### What to do
Among the entries that follow, the required portion opens with the line containing "column 447, row 981" and closes with the line containing "column 467, row 664". Give that portion again exactly, and nothing else.

### Data extract

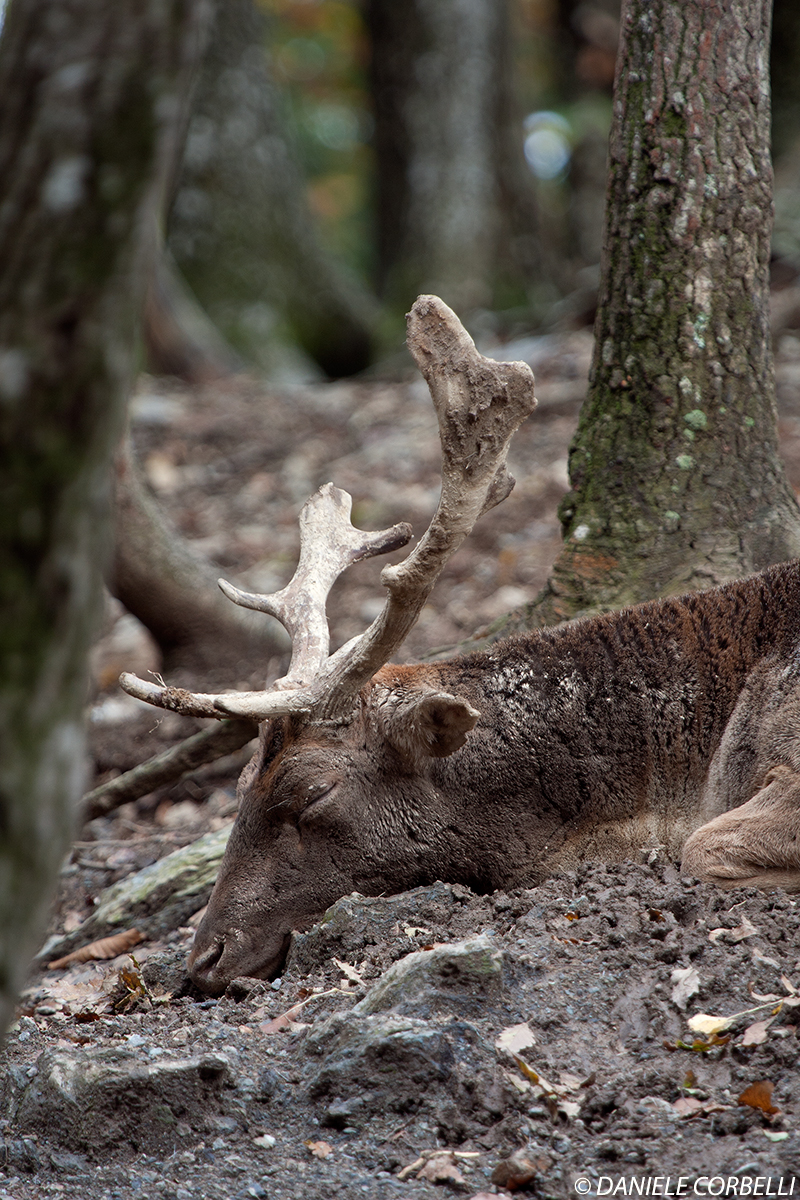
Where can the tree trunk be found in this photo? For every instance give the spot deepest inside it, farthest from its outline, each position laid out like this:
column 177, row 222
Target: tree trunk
column 456, row 210
column 174, row 592
column 677, row 481
column 86, row 130
column 240, row 227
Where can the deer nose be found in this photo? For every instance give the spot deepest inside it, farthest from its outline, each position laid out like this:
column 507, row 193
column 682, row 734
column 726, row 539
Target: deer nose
column 203, row 969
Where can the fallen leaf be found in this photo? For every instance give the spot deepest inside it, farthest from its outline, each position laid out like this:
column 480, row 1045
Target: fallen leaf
column 516, row 1038
column 101, row 949
column 687, row 984
column 764, row 997
column 690, row 1107
column 757, row 957
column 347, row 970
column 130, row 989
column 704, row 1023
column 687, row 1105
column 284, row 1021
column 756, row 1033
column 533, row 1075
column 319, row 1149
column 518, row 1169
column 441, row 1169
column 427, row 1155
column 570, row 1109
column 517, row 1081
column 759, row 1096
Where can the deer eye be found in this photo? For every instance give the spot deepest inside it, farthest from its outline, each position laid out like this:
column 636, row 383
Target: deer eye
column 314, row 793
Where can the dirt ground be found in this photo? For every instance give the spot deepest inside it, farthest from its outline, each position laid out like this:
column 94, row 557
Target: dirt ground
column 540, row 1043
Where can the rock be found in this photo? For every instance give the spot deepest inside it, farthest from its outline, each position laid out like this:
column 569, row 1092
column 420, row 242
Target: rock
column 461, row 978
column 155, row 900
column 100, row 1101
column 388, row 1062
column 518, row 1169
column 356, row 921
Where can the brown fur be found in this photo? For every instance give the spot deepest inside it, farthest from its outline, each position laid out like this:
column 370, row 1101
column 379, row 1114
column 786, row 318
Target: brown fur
column 591, row 741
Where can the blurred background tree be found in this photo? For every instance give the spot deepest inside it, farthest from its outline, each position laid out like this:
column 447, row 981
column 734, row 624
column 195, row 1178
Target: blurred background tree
column 342, row 153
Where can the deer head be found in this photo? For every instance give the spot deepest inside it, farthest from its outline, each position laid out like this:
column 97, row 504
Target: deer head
column 338, row 796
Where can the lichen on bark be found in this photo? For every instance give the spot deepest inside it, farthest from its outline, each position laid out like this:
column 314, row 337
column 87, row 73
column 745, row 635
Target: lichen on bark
column 88, row 125
column 674, row 471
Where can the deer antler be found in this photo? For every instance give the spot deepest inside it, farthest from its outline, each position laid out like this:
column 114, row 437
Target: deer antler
column 480, row 403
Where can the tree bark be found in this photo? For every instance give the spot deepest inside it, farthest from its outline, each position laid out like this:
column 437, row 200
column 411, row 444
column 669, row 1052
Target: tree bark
column 456, row 208
column 240, row 227
column 170, row 589
column 88, row 126
column 677, row 481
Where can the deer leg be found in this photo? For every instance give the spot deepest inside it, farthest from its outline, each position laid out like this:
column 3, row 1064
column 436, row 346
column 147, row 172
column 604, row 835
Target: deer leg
column 753, row 845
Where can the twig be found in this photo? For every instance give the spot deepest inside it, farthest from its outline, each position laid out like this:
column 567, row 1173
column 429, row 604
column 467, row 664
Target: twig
column 170, row 765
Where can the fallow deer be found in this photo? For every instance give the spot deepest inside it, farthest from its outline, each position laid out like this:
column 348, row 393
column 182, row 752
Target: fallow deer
column 674, row 721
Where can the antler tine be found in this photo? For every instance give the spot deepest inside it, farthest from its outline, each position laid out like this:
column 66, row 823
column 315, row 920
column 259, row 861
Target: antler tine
column 480, row 405
column 329, row 544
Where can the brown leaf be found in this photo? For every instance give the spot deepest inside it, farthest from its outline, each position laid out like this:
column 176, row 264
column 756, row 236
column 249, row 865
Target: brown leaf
column 440, row 1169
column 756, row 1033
column 319, row 1149
column 104, row 948
column 759, row 1096
column 283, row 1023
column 516, row 1038
column 517, row 1170
column 687, row 1105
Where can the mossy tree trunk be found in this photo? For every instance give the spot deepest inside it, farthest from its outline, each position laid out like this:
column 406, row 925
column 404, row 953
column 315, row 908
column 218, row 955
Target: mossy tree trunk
column 677, row 481
column 90, row 95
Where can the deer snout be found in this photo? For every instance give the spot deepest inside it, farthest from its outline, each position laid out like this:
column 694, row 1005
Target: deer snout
column 204, row 967
column 232, row 955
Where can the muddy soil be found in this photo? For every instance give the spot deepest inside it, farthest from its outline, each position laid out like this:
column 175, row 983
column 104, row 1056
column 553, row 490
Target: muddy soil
column 426, row 1044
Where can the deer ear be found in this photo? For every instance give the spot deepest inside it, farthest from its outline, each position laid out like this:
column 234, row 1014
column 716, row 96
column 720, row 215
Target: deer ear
column 429, row 723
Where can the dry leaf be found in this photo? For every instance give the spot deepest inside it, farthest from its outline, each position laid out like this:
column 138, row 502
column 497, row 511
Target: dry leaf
column 703, row 1023
column 319, row 1149
column 104, row 948
column 687, row 984
column 690, row 1107
column 427, row 1155
column 347, row 970
column 687, row 1105
column 284, row 1021
column 764, row 997
column 441, row 1169
column 533, row 1075
column 759, row 1096
column 517, row 1081
column 516, row 1038
column 517, row 1170
column 756, row 1033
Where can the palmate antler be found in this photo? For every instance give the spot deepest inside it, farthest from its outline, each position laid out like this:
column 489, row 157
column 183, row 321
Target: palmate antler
column 480, row 405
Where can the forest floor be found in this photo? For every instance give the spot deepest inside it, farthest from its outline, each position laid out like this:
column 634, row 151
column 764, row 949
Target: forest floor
column 542, row 1047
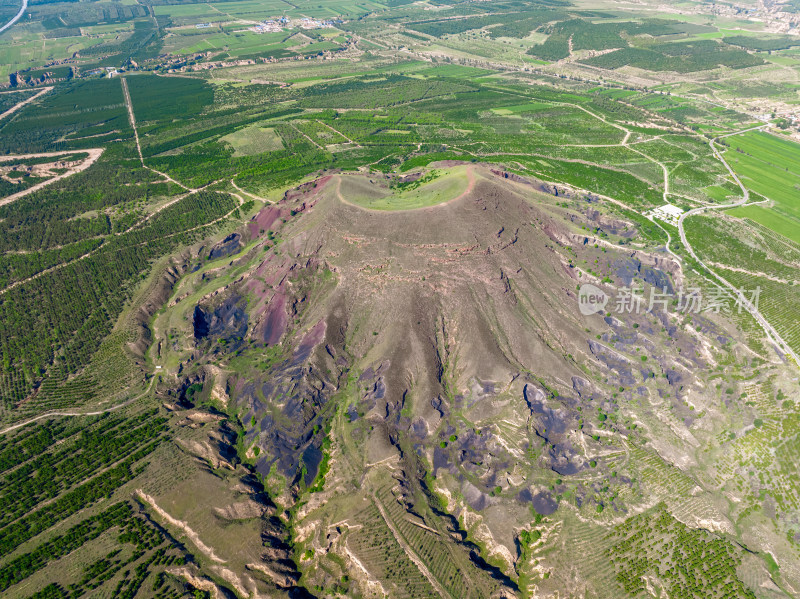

### Your solution
column 447, row 981
column 734, row 624
column 195, row 1178
Target: blurred background tree
column 342, row 153
Where can the deer head be found in this photo? For every instance give the spot deepest inside it, farthest from its outline, each position laid out like this:
column 97, row 504
Target: deer head
column 338, row 796
Where can the lichen on bark be found in this photo? For every instance give the spot deepest inside it, farthest from its outline, each position laid out like this:
column 314, row 337
column 87, row 73
column 745, row 635
Target: lichen on bark
column 88, row 125
column 674, row 471
Where can the deer antler be found in this photo? For every instance give the spot deepest inside it, farthest from its outline, each position laid out like this:
column 114, row 437
Target: deer antler
column 480, row 403
Where can the tree bark be found in this photo? For every instance give the spot deepest inside it, farthest from its outline, each position laid out like this:
column 437, row 200
column 411, row 444
column 669, row 1052
Target: tree bark
column 456, row 208
column 240, row 227
column 170, row 589
column 88, row 126
column 677, row 481
Where can the deer leg be found in this photo? For every instance give the spot deepest inside it, farthest from its outline, each position laid out like this:
column 3, row 1064
column 436, row 346
column 147, row 172
column 604, row 835
Target: deer leg
column 753, row 845
Where can the twig be found in this photo? For every instance give the spot deepest inside it, farthest from its outline, each position laid out like this:
column 567, row 1173
column 429, row 604
column 467, row 664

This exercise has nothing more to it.